ASSIGNMENT: Duplicate the data without any changes, starting at its very first line and ending at the line that contains "positive clicks: (428, 352)", with both of those lines included.

PROVIDED DATA:
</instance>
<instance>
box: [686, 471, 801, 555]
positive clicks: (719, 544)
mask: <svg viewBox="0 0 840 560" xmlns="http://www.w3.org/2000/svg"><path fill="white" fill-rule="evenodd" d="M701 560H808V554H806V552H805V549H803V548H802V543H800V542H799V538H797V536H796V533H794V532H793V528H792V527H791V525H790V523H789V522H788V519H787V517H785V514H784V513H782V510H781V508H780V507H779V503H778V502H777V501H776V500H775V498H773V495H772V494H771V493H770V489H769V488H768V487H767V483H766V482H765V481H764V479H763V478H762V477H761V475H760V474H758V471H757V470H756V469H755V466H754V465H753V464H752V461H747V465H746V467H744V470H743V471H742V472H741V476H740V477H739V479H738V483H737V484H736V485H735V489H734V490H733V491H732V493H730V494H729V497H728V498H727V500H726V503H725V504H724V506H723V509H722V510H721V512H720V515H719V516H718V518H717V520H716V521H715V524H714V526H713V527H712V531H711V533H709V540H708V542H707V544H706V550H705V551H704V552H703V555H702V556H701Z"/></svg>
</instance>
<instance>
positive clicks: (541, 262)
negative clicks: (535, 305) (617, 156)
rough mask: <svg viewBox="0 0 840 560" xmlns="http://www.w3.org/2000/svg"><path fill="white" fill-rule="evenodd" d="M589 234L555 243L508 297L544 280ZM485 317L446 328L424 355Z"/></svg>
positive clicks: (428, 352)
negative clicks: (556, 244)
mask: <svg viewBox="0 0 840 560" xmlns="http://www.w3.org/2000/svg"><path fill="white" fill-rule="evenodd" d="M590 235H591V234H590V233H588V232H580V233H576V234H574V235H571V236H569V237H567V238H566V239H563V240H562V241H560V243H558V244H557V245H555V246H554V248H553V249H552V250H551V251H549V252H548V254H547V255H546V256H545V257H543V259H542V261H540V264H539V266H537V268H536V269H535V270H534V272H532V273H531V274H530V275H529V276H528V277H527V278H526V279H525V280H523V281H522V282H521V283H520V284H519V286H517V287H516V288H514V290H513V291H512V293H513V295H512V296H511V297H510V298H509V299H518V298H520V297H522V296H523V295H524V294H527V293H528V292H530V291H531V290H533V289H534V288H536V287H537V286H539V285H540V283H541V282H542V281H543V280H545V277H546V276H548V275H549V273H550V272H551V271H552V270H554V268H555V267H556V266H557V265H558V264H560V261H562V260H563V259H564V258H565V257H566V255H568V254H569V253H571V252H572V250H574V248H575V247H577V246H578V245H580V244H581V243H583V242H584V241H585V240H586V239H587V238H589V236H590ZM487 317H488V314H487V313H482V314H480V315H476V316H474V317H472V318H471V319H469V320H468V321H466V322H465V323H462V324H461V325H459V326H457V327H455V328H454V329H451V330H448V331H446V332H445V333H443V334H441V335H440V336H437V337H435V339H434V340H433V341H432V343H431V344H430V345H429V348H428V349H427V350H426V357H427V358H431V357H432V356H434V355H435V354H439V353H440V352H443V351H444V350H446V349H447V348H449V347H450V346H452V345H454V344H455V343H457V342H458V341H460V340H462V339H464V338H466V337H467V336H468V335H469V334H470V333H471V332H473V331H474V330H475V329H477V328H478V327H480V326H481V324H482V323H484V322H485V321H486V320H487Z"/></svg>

RESULT:
</instance>
<instance>
box: [686, 471, 801, 555]
positive clicks: (719, 544)
mask: <svg viewBox="0 0 840 560" xmlns="http://www.w3.org/2000/svg"><path fill="white" fill-rule="evenodd" d="M701 560H808V554H806V552H805V549H803V548H802V543H800V542H799V538H797V536H796V533H794V532H793V528H792V527H791V525H790V523H789V522H788V519H787V517H785V514H784V513H782V510H781V508H780V507H779V503H778V502H777V501H776V500H775V498H773V495H772V494H771V493H770V489H769V488H768V487H767V483H766V482H765V481H764V479H763V478H762V477H761V475H760V474H758V471H757V470H756V469H755V466H754V465H753V464H752V461H747V465H746V467H744V470H743V471H742V472H741V476H740V477H739V479H738V483H737V484H736V485H735V489H734V490H733V491H732V493H730V494H729V497H728V498H727V500H726V503H725V504H724V506H723V509H722V510H721V512H720V515H719V516H718V518H717V520H716V521H715V524H714V526H713V527H712V531H711V533H709V540H708V542H707V544H706V550H705V551H704V552H703V555H702V556H701Z"/></svg>
</instance>
<instance>
positive clicks: (541, 262)
negative clicks: (535, 305) (617, 156)
rough mask: <svg viewBox="0 0 840 560" xmlns="http://www.w3.org/2000/svg"><path fill="white" fill-rule="evenodd" d="M589 234L555 243L508 297L544 280ZM485 317L446 328L424 355Z"/></svg>
positive clicks: (428, 352)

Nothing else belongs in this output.